>> begin PAGE EXTRACT
I strongly prefer to stop talking about genocide in the context of Yugoslavia and instead to start talking about concrete events and facts. The word "genocide" is reducing dialogue and reconciliation to calling names. Let's call a murder a murder and stop pretending that some murders are infinitely worse than others because someone has decided to label them as genocide.

Peacekeepers should also take an active part in shaping the public discussion about what happened in the war. Unfortunately many of them know only fragments of what happened and they tend to listen mainly to one side.

At the moment the international community focusses its attention on war crimes. I think this should be widened. The conflicts began with words and politics. This side should get much more attention.

Peacekeepers should function most of the time as discussion leaders. Doing this they should use the same rules that are used in Western countries.

Friday, June 15, 2007

How peacekeeping missions loose their focus

Peacekeepers have a lot in common with the police. Both maintain some written text: the peace agreement or the law. And both have the authority to use force, but are supposed also to use persuasion to achieve conformity to the peace agreement or law.

If one analyses the peacekeeping missions in Bosnia and Kosovo it is easy to see that something has gone wrong. They are not real peacekeeping operations but something somewhere between peacekeeping and a colonial occupation.

Take Bosnia. The Dayton Agreement was rather clear. But instead of just maintaining it the internationals let themselves be convinced that Dayton was not good enough and needed improvement. No wise cop will not allow himself to be drawn in a discussion about the validity of the laws. He may be flexible on details, but they will not allow you to undermine the core of their mission. Unfortunately what happened in Bosnia.

In my opinion the internationals (both EUFOR and the high representative) should restrict themself to maintaining Dayton. Any discussion about independence for the RS or abolition of the RS should be discarded with a simple "that is not in Dayton".
>> end PAGE EXTRACT
>> begin MATERIAL FOR THE TASK
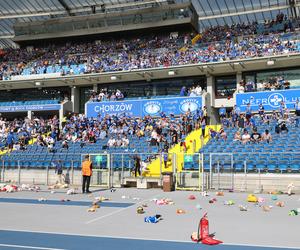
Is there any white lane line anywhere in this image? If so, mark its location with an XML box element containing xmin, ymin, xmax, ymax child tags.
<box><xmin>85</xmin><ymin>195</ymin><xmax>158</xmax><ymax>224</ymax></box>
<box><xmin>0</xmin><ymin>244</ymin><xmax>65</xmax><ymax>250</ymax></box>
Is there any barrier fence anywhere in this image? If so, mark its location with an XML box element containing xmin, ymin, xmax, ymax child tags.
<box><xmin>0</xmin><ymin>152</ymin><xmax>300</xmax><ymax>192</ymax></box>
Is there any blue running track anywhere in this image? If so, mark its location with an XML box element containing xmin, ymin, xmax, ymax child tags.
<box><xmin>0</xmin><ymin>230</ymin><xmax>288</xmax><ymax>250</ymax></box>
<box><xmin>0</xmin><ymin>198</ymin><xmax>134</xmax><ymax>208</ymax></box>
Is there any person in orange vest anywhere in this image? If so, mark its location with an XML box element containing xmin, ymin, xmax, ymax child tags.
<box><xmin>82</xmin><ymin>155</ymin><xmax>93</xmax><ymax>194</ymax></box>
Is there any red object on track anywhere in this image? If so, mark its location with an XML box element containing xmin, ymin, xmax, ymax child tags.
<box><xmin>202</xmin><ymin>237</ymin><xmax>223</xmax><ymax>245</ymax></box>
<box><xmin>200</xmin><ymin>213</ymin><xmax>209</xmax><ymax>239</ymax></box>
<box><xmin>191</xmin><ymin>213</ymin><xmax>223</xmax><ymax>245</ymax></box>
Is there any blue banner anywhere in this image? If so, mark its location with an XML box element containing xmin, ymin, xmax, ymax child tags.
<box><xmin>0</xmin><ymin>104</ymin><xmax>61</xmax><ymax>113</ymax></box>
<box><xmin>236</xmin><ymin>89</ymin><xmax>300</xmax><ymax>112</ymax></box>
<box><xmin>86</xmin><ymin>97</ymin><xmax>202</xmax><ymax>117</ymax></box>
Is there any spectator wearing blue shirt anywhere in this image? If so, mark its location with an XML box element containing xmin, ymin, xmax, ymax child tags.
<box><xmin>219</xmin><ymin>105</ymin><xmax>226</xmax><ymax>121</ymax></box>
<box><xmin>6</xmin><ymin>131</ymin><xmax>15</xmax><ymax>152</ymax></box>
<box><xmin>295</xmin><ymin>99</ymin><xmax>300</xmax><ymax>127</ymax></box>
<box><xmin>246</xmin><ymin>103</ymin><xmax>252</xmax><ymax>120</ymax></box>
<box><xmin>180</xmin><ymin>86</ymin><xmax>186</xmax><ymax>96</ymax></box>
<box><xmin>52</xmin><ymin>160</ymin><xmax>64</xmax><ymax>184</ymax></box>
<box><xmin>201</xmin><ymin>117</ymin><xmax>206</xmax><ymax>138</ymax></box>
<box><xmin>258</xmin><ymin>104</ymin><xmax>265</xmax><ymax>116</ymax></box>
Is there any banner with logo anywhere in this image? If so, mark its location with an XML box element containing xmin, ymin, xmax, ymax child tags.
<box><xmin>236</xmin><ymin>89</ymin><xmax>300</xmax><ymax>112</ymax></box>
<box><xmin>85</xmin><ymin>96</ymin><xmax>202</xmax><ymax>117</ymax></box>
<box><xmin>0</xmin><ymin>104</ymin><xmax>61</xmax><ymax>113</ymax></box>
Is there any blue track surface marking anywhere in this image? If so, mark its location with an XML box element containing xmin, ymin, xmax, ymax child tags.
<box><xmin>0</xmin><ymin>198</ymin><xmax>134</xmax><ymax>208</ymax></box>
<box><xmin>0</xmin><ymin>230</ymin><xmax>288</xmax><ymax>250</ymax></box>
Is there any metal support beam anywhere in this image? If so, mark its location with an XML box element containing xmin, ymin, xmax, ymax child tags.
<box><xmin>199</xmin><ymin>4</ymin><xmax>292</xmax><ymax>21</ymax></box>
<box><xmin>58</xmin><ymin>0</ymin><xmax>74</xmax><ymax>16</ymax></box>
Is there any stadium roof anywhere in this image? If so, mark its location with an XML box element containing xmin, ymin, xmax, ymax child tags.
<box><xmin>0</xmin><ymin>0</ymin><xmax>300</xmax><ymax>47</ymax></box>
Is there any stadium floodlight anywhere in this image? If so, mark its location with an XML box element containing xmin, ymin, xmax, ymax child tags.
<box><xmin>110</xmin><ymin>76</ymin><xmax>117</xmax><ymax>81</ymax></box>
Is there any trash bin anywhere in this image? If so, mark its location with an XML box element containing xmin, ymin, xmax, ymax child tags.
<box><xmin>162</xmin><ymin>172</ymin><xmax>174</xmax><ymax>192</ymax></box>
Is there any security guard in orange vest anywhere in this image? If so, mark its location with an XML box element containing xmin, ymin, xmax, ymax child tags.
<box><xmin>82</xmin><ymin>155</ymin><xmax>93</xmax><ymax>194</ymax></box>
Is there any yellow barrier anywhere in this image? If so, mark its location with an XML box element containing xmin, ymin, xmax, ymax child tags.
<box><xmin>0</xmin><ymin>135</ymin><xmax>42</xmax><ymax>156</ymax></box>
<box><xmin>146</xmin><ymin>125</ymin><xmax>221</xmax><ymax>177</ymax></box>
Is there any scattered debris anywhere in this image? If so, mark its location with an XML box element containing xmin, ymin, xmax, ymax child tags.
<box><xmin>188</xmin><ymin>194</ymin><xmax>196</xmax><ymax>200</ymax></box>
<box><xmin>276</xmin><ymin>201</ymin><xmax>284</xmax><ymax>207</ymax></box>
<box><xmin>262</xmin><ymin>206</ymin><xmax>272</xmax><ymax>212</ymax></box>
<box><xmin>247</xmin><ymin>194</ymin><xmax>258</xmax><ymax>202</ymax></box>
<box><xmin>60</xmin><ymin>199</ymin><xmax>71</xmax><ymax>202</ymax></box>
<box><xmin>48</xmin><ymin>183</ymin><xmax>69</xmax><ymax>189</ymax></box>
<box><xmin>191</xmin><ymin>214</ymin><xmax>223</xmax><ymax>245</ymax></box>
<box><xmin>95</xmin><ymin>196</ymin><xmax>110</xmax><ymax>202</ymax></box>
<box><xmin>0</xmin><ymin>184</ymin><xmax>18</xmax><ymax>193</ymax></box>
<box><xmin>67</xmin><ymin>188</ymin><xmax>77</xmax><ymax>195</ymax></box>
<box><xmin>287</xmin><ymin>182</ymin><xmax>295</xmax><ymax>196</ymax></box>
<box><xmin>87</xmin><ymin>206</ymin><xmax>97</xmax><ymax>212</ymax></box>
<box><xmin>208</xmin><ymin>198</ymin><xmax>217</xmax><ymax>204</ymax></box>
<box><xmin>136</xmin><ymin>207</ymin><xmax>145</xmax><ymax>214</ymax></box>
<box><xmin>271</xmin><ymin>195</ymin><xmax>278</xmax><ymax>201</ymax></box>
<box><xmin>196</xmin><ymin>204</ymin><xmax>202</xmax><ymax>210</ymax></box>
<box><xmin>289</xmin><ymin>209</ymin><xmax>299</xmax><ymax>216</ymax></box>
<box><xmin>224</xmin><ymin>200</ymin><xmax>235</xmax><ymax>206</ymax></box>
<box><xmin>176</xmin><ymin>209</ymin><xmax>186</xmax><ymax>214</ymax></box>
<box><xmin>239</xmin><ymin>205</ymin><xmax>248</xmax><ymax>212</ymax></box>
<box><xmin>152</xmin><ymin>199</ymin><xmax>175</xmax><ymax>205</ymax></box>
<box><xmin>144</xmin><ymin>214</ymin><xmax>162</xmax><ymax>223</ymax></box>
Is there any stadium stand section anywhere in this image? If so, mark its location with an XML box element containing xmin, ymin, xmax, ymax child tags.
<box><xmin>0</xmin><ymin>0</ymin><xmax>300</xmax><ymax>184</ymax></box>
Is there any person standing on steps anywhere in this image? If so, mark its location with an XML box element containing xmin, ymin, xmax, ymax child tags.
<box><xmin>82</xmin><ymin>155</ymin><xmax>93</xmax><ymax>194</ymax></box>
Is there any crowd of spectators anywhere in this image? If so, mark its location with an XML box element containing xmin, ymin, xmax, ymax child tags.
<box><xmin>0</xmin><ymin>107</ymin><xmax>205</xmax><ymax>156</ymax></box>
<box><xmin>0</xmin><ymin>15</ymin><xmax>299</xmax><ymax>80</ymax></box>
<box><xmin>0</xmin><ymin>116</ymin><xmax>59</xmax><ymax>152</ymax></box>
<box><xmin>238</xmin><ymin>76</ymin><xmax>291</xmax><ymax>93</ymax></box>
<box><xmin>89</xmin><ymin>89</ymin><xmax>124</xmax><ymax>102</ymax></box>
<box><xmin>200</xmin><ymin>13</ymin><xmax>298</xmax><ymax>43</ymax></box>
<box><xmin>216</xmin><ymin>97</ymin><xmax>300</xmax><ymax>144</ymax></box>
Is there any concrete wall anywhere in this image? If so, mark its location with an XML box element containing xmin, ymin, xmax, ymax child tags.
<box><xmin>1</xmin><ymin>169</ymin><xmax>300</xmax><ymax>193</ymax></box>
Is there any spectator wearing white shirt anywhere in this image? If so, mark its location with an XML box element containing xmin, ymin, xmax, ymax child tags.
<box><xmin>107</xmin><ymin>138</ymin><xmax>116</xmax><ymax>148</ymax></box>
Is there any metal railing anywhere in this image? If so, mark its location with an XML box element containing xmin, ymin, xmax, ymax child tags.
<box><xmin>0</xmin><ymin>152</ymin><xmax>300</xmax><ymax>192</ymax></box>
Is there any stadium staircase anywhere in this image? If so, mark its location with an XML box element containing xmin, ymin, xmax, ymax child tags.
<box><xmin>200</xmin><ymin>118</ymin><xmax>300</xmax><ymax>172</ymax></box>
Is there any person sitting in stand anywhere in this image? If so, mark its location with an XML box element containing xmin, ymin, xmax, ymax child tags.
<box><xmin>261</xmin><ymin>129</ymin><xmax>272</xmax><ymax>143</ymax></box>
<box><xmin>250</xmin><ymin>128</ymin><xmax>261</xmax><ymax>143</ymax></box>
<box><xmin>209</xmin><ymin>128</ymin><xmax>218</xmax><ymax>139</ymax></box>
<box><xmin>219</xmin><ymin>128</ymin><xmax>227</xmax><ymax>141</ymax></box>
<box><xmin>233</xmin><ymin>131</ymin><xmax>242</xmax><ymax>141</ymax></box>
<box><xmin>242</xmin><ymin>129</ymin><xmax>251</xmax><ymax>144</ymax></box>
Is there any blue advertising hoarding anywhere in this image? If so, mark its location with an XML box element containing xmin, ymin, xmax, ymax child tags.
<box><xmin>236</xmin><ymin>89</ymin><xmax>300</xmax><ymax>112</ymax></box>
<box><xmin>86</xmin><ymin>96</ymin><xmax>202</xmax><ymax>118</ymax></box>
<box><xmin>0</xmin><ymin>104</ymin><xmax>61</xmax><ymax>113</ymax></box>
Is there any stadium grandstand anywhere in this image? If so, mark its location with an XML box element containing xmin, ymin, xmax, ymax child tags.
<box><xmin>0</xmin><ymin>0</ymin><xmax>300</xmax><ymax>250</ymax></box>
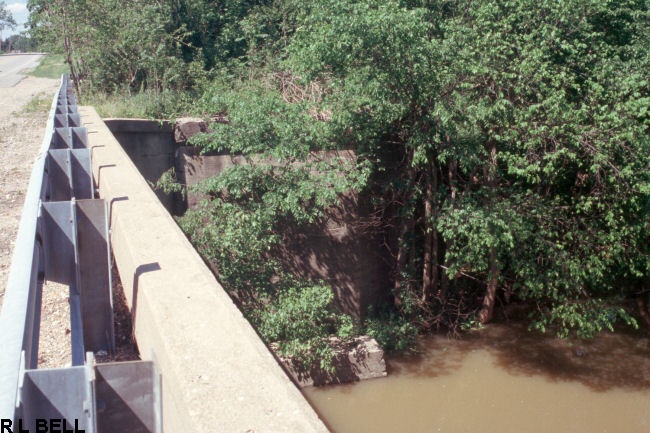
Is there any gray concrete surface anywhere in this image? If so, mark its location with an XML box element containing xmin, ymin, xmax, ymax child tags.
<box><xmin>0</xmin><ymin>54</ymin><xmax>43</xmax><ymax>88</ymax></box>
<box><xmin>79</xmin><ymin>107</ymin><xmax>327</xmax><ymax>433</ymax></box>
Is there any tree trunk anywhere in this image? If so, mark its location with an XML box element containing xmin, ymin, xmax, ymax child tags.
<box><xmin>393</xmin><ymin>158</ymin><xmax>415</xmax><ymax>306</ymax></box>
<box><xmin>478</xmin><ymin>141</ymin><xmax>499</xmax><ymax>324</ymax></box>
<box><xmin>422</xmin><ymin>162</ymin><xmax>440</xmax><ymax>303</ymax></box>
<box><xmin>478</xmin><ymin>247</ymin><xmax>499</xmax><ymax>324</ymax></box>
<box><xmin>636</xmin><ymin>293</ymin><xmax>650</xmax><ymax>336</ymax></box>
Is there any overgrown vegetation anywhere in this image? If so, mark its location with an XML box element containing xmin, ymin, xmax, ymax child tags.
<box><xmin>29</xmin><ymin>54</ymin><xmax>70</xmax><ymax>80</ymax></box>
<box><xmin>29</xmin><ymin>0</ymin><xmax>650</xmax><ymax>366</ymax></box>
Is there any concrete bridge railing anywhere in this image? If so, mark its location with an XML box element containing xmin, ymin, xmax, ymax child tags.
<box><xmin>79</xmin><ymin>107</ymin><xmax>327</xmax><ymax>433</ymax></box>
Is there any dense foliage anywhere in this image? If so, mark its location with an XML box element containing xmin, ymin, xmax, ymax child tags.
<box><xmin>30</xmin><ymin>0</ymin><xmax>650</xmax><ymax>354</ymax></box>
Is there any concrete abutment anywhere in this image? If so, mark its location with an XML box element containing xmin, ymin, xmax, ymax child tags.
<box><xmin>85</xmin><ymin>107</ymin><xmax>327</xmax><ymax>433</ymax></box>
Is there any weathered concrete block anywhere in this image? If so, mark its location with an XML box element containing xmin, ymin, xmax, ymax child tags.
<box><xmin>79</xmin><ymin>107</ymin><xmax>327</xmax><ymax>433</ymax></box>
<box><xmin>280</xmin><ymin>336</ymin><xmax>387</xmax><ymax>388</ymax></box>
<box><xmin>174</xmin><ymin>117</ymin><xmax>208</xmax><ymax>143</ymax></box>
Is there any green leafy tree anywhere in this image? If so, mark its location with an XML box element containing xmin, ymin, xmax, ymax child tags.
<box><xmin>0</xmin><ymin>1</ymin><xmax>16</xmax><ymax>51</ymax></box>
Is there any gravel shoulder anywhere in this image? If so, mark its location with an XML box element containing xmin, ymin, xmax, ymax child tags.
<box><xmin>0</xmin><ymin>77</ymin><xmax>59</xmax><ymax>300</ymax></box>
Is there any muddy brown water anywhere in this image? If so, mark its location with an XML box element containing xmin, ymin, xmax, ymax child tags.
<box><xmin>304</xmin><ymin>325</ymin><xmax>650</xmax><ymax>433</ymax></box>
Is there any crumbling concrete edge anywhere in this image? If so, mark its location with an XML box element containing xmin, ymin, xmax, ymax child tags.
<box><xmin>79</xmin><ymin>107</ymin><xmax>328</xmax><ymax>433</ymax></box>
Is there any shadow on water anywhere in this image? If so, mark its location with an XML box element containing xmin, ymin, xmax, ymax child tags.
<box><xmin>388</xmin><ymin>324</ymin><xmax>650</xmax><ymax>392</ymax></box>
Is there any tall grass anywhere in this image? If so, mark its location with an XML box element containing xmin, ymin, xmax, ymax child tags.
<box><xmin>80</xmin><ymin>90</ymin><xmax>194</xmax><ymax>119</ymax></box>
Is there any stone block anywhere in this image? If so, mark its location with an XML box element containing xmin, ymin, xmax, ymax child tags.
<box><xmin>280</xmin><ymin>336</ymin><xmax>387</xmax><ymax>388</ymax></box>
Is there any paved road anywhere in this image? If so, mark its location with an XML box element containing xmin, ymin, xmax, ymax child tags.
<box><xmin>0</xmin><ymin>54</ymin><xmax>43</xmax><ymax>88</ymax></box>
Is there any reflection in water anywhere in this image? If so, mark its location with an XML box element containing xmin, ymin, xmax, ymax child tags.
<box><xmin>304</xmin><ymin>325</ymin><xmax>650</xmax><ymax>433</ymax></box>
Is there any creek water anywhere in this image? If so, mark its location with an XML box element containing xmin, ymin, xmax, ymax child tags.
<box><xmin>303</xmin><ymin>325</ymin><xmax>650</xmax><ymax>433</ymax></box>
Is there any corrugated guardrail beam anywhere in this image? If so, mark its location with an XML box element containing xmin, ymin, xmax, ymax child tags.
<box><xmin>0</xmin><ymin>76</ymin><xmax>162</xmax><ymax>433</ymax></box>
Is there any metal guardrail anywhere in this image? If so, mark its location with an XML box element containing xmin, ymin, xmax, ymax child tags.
>> end MATERIAL FOR THE TASK
PROBLEMS TO SOLVE:
A. Report each line of the listing that contains the word "banner".
B. Pick up the passage on peacekeeping in Bosnia and Kosovo after its final sentence and continue writing it.

ANSWERS BELOW:
A.
Is there any blue banner anywhere in this image? If so, mark its location with an XML box element containing xmin, ymin, xmax, ymax child tags.
Is there any banner with logo anywhere in this image? If so, mark its location with an XML box element containing xmin, ymin, xmax, ymax child tags.

B.
In Kosovo the situation was even more extreme. Resolution 1244 was clear about Serbia's territorial integrity. It foresaw negotiations to establish an interim government that respected the territorial integrity. After that final negotiations could be started. Serb diplomats were ready and started soon after the war to hint at several solutions including partition. But the internationals rejected this and instead kept Kosovo in limbo for 7 years - after which they started negotiations about a final solution chaperoned by a partial negotiator and handicapped by Contact Group principles that excluded the option of partition.

Resolution 1244 foresaw a short period of UN rule and as a consequence didn't give extensive instructions on how to rule the province. UNMIK was supposed just to keep things running. When the mission continued for years it got inevitably involved in legislation. This was something for which they had no clear mandate and as a consequence it handicapped them in their peace keeping mission.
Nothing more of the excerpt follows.